* _Task to complete_
Write out each record a second time, exactly.

* _Records for this task_
========
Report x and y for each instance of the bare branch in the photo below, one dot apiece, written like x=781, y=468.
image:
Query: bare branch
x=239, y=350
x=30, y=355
========
* _Solution_
Report x and y for each instance of the bare branch in the photo below, one dot apiece, written like x=781, y=468.
image:
Query: bare branch
x=239, y=350
x=30, y=355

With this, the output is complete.